* _FRAGMENTO PROPORCIONADO_
╭──

Los muchachos sufren por la infamia, pero sus progenitores no les creen. Y los malvados preceptores tranquilizan a los señores, señalándoles que todo son viles mentiras adolescentes.
Maciel prepara a los muchachos, los alecciona, los seduce, los va llevando con artes de viejo degenerado hacia su matadero privado, lejos del mundanal ruido, donde sólo Dios es testigo de sus tropelías. El joven actor Sebastián Aguirre, en el papel del religiosito elegido, hace un gran trabajo como la víctima preferida del sátiro.
El aprendiz de cura, atrapado en el deber hacia el superior al que le debe completa sumisión, sabe que incurre en pecado, pero se siente dominado, imposibilitado para actuar en una dinámica que, por lo demás, parece disfrutar, porque el endemoniado religioso ha hecho un gran trabajo para darle gozo secreto al niño que comienza a abrirse a los misterios de la vida.

╰──

* _EXTRACTO DE DATOS_
╭──

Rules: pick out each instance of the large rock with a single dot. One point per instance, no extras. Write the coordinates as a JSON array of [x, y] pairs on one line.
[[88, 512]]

╰──

* _CONSIGNA 1_
Responde estas preguntas sobre el fragmento proporcionado acerca de Maciel:
(a) ¿Qué les señalan los malvados preceptores a los señores para tranquilizarlos?
(b) ¿Qué actor interpreta al religiosito elegido?
(c) ¿Qué sabe el aprendiz de cura respecto de lo que hace?
* _CONSIGNA 2_
Prosigue el fragmento proporcionado sobre Maciel a partir de su última oración.

* _RESPUESTA REDACTADA 1_
(a) Les señalan que todo son viles mentiras adolescentes.
(b) Lo interpreta el joven actor Sebastián Aguirre.
(c) Sabe que incurre en pecado.

* _RESPUESTA REDACTADA 2_
La cinta mueve a la reflexión sobre los acontecimientos que ocurren intramuros, en los claustros religiosos. Y cuestiona a las instituciones religiosas por imponer obediencia a los estudiantes y a los padres, por creer ciegamente en religiosos que son seres humanos, tan pecadores y llenos de apetitos y debilidades como cualquiera.
Con un desenlace sin clímax, la película se diluye hacia el final, y termina sin un gran momento, algún gran giro, siquiera un castigo severo, para enseñar el sufrimiento que estaba obligado a padecer el depredador de infantes, que se murió y se fue carcajeándose de todos los creyentes, mientras emprendía su viaje al infierno.